» AIM OF THE TASK: Starting at the line that contains "bark in the photo above." and ending at the end of the data, rewrite every line, including the wording lines, unchanged. Scale each coordinate in the answers by 0.2 and round it to a whole number, with halves rounding up.
^^^^
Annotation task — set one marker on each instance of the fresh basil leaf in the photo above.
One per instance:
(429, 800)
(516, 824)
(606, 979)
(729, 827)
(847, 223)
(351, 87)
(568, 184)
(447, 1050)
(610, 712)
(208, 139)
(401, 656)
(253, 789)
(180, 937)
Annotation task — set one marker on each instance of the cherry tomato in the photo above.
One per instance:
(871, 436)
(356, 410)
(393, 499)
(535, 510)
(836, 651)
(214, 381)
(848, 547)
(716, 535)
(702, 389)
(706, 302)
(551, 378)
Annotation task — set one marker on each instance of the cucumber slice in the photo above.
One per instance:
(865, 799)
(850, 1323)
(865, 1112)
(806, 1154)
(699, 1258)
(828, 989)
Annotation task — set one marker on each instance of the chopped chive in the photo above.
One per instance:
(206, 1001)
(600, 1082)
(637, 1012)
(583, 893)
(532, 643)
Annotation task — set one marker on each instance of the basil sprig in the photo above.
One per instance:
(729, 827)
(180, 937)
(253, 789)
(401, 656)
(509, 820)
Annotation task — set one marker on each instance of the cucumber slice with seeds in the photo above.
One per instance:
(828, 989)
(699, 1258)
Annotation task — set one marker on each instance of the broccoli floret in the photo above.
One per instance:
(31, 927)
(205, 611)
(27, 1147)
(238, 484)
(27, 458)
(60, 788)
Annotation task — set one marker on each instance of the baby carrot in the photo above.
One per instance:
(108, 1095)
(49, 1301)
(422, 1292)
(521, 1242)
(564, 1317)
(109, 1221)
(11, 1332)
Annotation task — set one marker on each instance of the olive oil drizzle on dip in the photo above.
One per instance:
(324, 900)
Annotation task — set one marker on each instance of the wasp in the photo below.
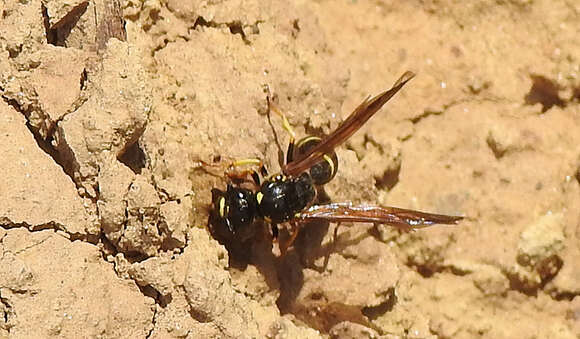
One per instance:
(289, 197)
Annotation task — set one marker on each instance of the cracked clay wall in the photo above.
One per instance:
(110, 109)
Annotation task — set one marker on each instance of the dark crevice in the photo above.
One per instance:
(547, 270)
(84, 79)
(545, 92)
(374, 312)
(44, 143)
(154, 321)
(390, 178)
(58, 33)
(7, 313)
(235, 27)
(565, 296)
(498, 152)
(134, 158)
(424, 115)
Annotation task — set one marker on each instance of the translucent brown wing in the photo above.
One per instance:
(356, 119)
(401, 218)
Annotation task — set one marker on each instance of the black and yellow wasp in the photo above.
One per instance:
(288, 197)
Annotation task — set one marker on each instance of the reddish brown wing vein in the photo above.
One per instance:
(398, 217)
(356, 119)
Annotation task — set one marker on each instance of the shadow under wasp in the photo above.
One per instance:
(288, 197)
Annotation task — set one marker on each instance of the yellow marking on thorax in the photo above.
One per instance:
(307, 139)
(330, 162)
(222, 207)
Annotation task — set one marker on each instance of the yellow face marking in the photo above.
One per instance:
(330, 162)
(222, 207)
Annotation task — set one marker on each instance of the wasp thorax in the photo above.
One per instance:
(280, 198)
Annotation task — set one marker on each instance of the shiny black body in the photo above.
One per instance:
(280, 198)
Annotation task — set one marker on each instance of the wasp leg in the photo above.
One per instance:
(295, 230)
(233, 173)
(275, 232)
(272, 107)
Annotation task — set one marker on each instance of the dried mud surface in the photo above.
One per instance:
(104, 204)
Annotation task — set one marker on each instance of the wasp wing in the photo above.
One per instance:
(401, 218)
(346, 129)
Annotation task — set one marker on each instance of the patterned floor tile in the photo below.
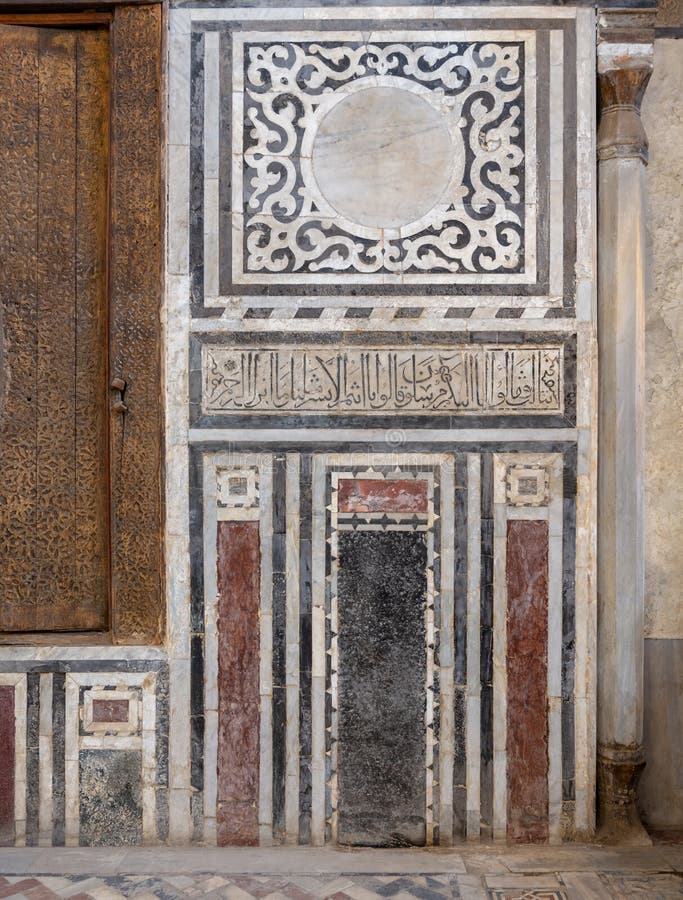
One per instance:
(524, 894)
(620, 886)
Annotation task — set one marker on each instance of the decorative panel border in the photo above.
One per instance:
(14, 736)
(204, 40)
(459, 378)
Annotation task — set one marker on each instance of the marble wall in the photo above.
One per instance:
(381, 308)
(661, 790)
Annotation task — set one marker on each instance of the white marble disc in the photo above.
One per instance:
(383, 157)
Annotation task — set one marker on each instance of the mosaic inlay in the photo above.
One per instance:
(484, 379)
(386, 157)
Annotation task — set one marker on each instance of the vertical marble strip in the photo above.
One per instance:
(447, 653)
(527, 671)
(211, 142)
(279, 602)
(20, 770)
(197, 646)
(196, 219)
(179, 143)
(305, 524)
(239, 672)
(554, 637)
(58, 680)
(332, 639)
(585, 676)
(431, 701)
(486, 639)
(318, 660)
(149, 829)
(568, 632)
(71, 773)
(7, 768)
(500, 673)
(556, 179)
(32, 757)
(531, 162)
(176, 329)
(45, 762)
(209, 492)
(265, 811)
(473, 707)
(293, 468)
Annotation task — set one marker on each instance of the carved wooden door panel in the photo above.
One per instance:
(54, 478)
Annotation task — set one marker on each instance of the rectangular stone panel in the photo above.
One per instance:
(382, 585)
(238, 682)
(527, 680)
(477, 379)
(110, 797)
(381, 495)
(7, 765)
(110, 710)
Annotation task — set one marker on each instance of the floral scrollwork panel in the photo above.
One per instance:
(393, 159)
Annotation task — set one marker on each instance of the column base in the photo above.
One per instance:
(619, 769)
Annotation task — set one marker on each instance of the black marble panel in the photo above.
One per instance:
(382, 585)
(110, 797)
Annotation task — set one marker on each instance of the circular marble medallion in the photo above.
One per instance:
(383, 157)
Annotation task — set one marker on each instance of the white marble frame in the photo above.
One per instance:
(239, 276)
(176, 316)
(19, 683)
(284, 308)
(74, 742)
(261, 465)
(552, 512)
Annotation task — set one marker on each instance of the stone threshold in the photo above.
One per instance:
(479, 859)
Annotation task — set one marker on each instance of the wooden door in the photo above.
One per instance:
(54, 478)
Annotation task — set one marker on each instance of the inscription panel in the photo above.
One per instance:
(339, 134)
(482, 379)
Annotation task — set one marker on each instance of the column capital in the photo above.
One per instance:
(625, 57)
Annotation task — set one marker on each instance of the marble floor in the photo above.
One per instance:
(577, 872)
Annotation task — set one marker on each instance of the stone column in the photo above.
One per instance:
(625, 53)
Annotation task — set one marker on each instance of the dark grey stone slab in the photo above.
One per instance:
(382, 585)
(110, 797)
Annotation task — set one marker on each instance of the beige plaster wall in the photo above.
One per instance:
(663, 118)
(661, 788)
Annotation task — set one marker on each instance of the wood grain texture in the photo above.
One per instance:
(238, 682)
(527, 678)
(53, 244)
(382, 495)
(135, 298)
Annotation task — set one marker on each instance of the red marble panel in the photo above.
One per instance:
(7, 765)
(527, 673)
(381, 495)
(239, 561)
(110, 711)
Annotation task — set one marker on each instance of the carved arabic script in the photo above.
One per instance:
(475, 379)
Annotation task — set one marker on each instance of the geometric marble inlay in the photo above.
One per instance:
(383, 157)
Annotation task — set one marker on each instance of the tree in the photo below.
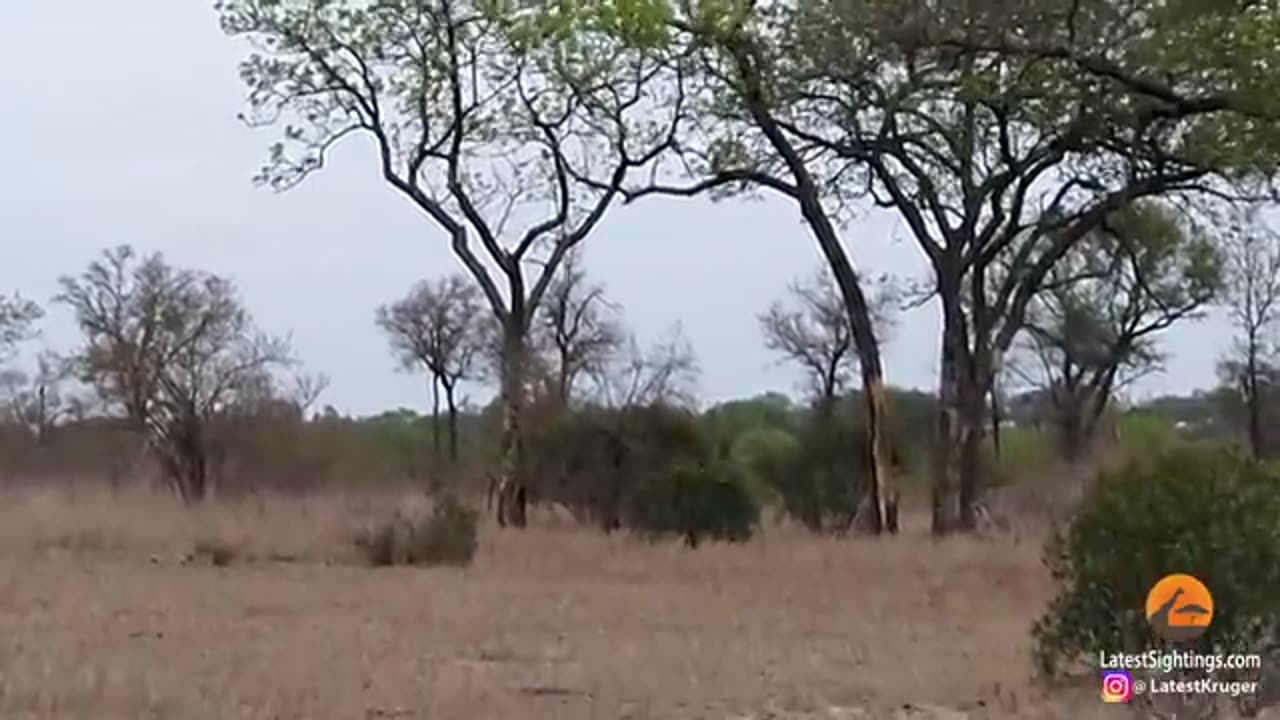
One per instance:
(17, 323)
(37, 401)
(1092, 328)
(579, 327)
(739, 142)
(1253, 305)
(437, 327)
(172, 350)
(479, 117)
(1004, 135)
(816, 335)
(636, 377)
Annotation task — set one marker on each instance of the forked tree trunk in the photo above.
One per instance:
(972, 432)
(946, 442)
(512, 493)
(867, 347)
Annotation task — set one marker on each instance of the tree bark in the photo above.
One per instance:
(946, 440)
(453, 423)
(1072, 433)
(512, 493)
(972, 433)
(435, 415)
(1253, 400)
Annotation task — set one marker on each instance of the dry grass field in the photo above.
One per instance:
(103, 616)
^^^^
» EXERCISE RESULT:
Annotation task — set one marker on each instance of the tree bark in the photo above.
One per instance:
(189, 88)
(91, 85)
(214, 87)
(102, 99)
(194, 87)
(87, 83)
(251, 80)
Annotation task — set one marker on each instance of the dry grass field in the photo above.
One per instance:
(21, 123)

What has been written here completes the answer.